- _TASK INSTRUCTIONS_
Copy the listing below word for word, line by line, without changing anything.

- _STORED DATA_
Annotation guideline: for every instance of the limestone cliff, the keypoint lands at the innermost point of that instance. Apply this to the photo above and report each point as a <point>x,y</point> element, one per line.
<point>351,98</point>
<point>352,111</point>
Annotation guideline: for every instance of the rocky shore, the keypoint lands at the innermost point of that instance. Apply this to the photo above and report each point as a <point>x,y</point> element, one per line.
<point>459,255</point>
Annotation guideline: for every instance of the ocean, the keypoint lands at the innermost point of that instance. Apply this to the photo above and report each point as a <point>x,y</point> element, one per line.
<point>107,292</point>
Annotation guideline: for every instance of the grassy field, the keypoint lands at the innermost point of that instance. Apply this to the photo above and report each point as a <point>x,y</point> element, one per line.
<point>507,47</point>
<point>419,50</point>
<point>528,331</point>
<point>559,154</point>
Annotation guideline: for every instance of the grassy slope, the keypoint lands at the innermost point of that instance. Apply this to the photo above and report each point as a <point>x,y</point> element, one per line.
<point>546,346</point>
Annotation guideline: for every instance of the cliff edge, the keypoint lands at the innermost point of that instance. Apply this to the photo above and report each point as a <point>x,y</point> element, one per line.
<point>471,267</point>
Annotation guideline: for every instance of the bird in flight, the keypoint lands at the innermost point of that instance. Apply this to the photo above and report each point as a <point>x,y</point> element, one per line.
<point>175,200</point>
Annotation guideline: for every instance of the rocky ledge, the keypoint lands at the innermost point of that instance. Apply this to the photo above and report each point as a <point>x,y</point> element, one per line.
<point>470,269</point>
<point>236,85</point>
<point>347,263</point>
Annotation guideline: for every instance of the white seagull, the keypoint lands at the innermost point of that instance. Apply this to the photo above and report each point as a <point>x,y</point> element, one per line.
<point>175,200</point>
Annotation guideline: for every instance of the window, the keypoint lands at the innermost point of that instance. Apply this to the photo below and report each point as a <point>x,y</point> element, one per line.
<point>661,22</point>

- _COMPLETED EXERCISE_
Annotation guideline: for every instance of the limestone cliff, the keypoint lands at the innermost point of that instance. Apply this to the photo above and report each point as a <point>x,y</point> element, one per line.
<point>351,98</point>
<point>352,111</point>
Annotation guideline: for every instance of the rocky shore, the keypoint lands at the innermost point of that instance. Apply this to the photo above and report each point as a <point>x,y</point> element, one per line.
<point>459,255</point>
Annotation guideline: for every instance of the ocean, the keypoint lands at the innermost point of that instance. Apply this to the photo above and report each point as a <point>x,y</point> element, one per line.
<point>107,292</point>
Annotation guideline: for every instance of the grassy field, the keypoint lands at the innermost point of that instance. Apply this to the photo above and report each point as a <point>x,y</point> element, one per line.
<point>507,47</point>
<point>419,50</point>
<point>528,331</point>
<point>559,154</point>
Annotation guideline: for every instance of the grassy slope, the keypoint lands at the innermost point of that instance. Apply this to the photo above and report each point as a <point>x,y</point> element, one per line.
<point>546,346</point>
Annotation guideline: for every instance of the cliff edge, the keypoint lands at the innermost point of that instance. Apply this to the photo above and report each point as a <point>x,y</point> element, one per line.
<point>471,267</point>
Annotation guideline: for every instance of the bird in flight, the keypoint lands at the innermost point of that instance. Apply this to the photo above and report each point as a <point>x,y</point> element, one per line.
<point>175,200</point>
Annotation guideline: for every instance of the rocky ledge, the keypoint lands at the innermost point of that instance. Apply this to the photo above and report each point as a <point>x,y</point> element, one per line.
<point>470,269</point>
<point>236,85</point>
<point>347,263</point>
Annotation guideline: for every instance of the white seagull, the keypoint lands at the innermost point of that instance. Apply this to the photo above and report each point as a <point>x,y</point> element, one per line.
<point>175,200</point>
Annotation guideline: for every instance of the window, the keypoint lands at the innermost point of that instance. Apply this to the photo below and report each point as a <point>x,y</point> element, one per line.
<point>661,22</point>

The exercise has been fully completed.